*WHAT IS REQUIRED*. Reproduce the following lines verbatim, all of them.

*Records from a collection*.
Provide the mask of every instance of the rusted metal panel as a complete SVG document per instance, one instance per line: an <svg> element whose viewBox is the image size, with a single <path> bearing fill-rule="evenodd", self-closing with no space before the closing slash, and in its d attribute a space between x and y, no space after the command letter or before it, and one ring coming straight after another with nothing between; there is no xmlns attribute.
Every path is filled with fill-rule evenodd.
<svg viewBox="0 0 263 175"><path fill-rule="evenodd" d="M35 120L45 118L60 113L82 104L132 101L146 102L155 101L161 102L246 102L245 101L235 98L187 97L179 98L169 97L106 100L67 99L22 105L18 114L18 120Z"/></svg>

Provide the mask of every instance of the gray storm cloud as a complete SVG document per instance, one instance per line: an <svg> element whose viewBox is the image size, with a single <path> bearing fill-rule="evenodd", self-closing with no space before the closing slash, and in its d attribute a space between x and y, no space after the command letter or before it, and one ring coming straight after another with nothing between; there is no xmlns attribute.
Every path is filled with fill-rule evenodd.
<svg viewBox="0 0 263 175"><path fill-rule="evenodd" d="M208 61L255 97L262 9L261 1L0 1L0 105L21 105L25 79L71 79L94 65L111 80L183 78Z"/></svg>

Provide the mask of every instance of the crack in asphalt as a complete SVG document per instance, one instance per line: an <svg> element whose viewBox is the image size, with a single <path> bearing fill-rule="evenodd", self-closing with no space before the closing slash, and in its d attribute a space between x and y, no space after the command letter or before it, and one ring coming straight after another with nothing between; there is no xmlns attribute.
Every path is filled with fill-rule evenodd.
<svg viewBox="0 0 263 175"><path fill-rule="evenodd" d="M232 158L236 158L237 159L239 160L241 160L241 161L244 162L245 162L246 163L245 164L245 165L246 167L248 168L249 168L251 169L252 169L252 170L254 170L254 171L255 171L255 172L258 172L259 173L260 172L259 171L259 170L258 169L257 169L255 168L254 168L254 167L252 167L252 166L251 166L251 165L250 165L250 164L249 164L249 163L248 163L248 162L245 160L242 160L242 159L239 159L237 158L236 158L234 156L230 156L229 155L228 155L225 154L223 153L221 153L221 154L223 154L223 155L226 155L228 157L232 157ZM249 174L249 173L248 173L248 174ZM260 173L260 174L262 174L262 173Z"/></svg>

*PROBLEM SOLUTION*.
Provide the mask of every instance of the rusted metal panel as a complete SVG document per instance, one instance per line: an <svg> element whose viewBox is the image size, with a single <path> bearing fill-rule="evenodd", self-closing with no space before the closing slash, and in its d attribute a space between x and y, no space after the command letter or before it, and one ring coming straight after another with nothing between; there is no xmlns attribute.
Every path is filled with fill-rule evenodd.
<svg viewBox="0 0 263 175"><path fill-rule="evenodd" d="M35 120L45 118L60 113L82 104L132 101L146 102L155 101L161 102L246 102L245 101L235 98L187 97L179 98L169 97L106 100L67 99L22 105L18 114L18 120Z"/></svg>

Provide the mask of every instance of the gray storm cloud as a complete SVG document per instance, one instance per line: an <svg> element whose viewBox is the image size, with a single <path> bearing fill-rule="evenodd", self-closing with no space before the closing slash, and in its d attribute a space between x and y, no space after the command letter or before it, and one ring coming straight after another with nothing between; there is no xmlns attribute.
Every path is filled with fill-rule evenodd.
<svg viewBox="0 0 263 175"><path fill-rule="evenodd" d="M208 61L255 97L262 9L261 1L0 1L0 105L21 105L25 79L71 79L94 65L111 80L183 78Z"/></svg>

Provide the mask of every instance of the crack in asphalt as a complete SVG document per instance, one instance per line: an <svg> element whose viewBox is the image size, with a single <path> bearing fill-rule="evenodd", self-closing with no space before the closing slash, and in its d attribute a space between x and y, no space after the command letter or before it, and one ring coming straight after another with nothing between; there is no xmlns attribute.
Every path is filled with fill-rule evenodd.
<svg viewBox="0 0 263 175"><path fill-rule="evenodd" d="M232 158L236 158L237 159L239 160L241 160L241 161L244 162L245 162L246 163L245 164L245 165L246 167L248 168L249 168L251 169L252 169L252 170L254 170L254 171L255 171L255 172L258 172L259 173L260 172L259 171L259 170L258 169L257 169L255 168L254 168L254 167L252 167L252 166L251 166L251 165L250 165L250 164L249 164L249 163L248 163L248 162L245 160L242 160L242 159L239 159L237 158L236 158L234 156L230 156L229 155L228 155L225 154L223 153L221 153L221 154L223 154L223 155L226 155L228 157L232 157ZM249 174L249 173L248 173L248 174ZM260 173L260 174L262 174L262 173Z"/></svg>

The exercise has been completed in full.